● Exercise instructions: Among the records below, how many lines contain the word "life"? The answer is a single number.
************
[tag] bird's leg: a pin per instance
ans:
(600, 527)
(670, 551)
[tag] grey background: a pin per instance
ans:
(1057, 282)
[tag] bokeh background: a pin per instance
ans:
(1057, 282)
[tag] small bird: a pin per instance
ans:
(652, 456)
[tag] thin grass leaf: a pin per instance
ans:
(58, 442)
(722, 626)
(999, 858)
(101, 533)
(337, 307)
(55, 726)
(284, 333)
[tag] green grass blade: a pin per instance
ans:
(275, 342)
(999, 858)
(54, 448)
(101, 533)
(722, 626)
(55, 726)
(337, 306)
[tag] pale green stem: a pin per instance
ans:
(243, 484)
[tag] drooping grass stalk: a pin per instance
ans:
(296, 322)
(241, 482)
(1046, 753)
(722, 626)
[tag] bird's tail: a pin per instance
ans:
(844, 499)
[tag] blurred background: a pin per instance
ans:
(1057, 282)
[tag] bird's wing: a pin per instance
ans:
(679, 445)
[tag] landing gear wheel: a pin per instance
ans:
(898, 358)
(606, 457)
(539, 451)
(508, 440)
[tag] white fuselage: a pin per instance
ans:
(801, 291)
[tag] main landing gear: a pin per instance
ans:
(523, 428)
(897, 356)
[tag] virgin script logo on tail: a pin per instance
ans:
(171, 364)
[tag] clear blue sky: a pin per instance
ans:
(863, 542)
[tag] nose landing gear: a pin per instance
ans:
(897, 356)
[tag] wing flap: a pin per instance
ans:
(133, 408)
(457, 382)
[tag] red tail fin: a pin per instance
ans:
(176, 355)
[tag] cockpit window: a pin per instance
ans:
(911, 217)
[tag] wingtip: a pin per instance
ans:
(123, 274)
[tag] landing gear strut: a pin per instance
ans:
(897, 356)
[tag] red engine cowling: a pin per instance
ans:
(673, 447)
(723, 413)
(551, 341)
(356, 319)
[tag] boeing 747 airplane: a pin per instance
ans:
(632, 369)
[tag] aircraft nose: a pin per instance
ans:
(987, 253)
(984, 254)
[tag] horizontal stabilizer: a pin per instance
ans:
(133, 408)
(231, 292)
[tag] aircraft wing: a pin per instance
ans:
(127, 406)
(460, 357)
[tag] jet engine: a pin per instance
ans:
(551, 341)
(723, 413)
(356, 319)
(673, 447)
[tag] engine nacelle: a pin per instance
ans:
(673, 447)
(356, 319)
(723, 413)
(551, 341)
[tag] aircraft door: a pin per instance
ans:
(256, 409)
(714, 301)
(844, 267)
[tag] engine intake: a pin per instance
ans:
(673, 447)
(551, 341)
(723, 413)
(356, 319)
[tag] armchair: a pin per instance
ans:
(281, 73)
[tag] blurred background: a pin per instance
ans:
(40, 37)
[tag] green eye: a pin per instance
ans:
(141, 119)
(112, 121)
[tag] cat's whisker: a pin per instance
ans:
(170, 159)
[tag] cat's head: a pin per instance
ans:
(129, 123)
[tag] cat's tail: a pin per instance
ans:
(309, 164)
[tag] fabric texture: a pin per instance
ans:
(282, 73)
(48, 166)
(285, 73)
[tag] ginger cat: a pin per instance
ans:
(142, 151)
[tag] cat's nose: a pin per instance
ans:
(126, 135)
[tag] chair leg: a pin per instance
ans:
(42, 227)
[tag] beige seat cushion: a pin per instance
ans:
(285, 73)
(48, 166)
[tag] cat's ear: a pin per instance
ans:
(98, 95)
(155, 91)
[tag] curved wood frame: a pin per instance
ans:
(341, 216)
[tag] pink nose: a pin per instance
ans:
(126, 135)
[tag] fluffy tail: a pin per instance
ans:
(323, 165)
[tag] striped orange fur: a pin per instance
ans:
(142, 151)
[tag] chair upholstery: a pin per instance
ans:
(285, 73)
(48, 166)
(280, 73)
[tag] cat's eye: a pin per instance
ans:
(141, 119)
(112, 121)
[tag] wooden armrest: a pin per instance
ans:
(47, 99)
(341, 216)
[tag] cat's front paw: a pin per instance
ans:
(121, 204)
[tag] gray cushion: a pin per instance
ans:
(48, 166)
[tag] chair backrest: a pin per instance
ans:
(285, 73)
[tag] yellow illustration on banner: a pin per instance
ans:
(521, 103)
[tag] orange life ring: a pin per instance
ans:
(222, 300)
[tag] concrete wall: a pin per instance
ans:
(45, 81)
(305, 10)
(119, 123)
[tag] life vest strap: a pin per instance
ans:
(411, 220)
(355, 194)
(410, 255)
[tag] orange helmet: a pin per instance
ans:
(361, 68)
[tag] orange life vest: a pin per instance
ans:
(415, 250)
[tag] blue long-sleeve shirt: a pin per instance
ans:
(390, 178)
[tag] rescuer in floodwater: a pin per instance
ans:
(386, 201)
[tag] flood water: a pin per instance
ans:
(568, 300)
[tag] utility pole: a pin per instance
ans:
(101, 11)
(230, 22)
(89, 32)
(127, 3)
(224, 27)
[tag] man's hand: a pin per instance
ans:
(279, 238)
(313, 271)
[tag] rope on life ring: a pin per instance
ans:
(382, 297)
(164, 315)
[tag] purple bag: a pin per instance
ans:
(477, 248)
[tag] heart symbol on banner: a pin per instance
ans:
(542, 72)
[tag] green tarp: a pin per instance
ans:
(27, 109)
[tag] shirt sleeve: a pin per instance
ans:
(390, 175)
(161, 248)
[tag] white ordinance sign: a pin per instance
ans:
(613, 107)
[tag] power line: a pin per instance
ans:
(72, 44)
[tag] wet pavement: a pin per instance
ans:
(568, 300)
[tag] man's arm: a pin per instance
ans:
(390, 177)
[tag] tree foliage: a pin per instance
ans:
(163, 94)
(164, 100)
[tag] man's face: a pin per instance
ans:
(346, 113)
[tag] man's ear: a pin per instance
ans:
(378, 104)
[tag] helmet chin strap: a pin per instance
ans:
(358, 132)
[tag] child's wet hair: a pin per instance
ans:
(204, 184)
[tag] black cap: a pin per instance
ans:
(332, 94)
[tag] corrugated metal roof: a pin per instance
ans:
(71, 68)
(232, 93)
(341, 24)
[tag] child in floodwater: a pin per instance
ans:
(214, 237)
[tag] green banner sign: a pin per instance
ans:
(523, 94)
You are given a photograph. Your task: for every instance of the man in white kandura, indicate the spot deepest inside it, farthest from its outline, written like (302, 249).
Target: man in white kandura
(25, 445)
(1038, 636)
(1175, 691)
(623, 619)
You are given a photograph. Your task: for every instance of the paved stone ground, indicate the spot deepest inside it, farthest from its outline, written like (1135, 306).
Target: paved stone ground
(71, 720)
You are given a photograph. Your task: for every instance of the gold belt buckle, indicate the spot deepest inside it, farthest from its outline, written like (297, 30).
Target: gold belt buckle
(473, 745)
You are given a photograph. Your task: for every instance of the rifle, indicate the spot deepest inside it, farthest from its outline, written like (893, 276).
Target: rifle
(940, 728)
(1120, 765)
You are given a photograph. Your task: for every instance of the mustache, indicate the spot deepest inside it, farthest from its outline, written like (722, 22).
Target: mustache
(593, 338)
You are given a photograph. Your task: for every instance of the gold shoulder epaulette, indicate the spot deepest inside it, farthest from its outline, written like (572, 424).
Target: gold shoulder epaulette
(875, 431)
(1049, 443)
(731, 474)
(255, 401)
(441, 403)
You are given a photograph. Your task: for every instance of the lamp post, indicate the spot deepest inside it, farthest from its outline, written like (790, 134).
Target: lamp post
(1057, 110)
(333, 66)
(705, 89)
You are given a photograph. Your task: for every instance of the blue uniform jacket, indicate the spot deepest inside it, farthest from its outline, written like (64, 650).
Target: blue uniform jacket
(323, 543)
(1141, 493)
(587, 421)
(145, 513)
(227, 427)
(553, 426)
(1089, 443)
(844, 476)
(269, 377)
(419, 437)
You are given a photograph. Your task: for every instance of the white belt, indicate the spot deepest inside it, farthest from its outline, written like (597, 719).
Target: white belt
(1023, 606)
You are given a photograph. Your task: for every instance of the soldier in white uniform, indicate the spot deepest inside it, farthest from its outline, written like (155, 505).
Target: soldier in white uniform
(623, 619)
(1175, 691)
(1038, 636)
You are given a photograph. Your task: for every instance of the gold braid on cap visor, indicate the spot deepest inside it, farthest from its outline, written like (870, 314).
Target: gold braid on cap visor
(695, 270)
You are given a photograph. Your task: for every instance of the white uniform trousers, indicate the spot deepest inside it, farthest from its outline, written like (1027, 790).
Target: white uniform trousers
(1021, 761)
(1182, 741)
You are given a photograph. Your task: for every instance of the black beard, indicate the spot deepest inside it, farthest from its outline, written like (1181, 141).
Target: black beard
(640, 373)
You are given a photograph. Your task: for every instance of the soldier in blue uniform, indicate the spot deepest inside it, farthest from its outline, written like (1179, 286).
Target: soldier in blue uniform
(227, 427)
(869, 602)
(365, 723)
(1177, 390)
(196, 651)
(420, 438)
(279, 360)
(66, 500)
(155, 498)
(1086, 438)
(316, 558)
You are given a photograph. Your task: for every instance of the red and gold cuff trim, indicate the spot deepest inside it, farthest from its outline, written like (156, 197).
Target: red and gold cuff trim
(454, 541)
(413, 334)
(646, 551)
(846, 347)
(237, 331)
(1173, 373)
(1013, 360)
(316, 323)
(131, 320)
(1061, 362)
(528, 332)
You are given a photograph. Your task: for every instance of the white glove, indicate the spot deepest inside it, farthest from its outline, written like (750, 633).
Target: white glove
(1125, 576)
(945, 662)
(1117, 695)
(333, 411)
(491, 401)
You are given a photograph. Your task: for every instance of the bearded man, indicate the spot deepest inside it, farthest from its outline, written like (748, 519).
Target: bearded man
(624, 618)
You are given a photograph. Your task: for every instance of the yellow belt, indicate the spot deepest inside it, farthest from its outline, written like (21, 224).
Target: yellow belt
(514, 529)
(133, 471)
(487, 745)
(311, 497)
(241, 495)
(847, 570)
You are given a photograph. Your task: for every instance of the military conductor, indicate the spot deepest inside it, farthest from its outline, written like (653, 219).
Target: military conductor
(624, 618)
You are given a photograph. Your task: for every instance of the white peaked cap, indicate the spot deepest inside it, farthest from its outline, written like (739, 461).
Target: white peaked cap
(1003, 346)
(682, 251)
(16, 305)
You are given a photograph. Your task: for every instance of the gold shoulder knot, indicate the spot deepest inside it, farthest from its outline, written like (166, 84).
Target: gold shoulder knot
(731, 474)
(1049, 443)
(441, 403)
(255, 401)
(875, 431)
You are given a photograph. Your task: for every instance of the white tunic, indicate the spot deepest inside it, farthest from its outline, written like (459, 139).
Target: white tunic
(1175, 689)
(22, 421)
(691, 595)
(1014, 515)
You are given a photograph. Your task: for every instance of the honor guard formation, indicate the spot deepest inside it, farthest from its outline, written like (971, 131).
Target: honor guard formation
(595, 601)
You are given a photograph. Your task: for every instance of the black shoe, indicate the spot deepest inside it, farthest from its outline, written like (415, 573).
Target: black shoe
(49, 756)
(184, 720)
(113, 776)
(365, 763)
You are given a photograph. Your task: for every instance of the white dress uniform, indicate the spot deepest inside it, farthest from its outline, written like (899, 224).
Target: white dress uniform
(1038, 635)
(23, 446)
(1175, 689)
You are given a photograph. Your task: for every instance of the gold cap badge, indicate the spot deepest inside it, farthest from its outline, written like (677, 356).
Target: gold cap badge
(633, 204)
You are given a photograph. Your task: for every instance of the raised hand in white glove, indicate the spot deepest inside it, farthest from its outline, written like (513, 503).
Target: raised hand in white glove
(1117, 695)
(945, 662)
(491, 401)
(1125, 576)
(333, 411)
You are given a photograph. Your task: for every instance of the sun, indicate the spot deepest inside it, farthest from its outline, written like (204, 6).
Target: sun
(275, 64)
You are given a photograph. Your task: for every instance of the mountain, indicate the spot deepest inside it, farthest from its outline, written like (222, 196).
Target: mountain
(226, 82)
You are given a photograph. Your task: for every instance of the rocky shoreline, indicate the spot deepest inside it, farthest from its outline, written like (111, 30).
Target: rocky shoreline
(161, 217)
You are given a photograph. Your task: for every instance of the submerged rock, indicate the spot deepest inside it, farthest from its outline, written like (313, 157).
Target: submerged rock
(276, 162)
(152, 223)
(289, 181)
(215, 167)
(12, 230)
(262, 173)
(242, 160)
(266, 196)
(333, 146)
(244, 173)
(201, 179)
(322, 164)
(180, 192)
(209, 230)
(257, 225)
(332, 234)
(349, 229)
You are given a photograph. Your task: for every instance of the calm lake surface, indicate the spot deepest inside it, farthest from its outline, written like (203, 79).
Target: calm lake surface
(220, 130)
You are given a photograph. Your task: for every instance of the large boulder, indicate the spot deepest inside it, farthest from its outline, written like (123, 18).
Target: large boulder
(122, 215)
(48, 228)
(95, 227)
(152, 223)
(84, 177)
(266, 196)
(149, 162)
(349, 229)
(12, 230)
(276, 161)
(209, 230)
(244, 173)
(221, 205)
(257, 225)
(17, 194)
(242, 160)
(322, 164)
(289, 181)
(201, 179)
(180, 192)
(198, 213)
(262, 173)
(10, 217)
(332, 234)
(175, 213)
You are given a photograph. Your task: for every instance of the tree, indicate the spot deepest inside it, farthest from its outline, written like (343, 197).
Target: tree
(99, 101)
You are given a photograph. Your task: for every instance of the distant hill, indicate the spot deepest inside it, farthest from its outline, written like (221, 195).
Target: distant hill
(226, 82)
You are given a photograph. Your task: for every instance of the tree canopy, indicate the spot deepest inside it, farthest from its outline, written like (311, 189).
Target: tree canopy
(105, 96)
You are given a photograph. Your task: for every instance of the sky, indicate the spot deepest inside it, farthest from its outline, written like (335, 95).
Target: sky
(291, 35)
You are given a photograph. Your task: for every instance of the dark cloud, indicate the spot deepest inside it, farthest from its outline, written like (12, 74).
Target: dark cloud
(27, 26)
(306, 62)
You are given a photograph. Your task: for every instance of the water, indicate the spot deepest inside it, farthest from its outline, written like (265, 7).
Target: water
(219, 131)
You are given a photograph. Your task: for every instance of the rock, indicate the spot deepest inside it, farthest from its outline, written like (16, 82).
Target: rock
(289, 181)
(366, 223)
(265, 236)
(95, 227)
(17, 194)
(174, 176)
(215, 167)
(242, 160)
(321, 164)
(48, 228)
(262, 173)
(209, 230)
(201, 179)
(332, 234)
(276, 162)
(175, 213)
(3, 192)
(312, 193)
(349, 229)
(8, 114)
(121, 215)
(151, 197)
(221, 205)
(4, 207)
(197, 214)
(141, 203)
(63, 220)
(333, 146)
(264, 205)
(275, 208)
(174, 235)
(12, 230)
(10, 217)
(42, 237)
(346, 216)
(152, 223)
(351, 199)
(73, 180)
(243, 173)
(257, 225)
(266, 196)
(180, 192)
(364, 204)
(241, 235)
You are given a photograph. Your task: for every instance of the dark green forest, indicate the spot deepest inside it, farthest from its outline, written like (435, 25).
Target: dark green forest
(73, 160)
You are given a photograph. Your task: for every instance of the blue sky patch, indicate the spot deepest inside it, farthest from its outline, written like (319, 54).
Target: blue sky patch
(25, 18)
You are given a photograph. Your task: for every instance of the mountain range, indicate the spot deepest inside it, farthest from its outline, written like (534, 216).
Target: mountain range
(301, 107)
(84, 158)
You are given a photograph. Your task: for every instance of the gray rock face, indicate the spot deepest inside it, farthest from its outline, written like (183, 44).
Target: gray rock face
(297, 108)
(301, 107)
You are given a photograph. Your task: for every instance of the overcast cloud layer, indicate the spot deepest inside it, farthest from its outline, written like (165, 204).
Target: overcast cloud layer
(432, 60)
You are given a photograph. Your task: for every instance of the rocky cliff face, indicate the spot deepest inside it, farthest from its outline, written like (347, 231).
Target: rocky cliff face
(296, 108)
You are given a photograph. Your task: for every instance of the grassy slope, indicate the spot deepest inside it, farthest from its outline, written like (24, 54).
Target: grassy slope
************
● Written solution: 4